■ **PROBLEM STATEMENT**
Find the lines below in which the string "horizon" occurs. Copy each one.

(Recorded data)
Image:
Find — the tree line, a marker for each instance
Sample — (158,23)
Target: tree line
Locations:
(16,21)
...
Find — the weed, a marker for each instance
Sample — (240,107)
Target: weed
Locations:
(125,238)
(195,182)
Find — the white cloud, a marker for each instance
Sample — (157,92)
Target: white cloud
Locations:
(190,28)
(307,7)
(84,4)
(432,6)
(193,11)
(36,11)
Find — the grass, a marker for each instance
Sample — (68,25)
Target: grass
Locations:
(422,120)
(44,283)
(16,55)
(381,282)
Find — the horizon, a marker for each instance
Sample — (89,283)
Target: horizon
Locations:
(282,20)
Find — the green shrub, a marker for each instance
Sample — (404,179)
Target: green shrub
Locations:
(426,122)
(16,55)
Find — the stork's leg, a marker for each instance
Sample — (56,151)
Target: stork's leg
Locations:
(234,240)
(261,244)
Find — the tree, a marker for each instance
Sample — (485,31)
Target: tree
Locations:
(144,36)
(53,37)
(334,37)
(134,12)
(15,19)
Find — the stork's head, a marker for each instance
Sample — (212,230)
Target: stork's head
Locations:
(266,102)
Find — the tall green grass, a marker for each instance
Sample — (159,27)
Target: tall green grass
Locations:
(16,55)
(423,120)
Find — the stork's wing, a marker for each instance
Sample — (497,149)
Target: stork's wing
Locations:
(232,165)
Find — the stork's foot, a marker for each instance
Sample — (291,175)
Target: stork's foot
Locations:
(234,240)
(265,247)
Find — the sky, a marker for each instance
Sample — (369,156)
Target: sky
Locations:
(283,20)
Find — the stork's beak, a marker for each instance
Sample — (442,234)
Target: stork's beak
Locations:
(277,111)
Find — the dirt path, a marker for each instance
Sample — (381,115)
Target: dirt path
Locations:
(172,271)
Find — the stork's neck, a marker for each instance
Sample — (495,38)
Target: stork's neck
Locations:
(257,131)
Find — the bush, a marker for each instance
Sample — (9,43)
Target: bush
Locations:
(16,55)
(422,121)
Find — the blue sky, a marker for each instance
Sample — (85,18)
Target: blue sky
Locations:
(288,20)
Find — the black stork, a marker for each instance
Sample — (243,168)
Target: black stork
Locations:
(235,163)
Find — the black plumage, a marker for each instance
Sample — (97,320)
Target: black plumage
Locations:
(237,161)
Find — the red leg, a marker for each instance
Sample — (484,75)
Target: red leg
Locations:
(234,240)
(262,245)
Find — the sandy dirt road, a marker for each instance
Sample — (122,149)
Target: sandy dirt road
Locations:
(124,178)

■ **RESPONSE TO THE TASK**
Find — the horizon, a marker for each instance
Target: horizon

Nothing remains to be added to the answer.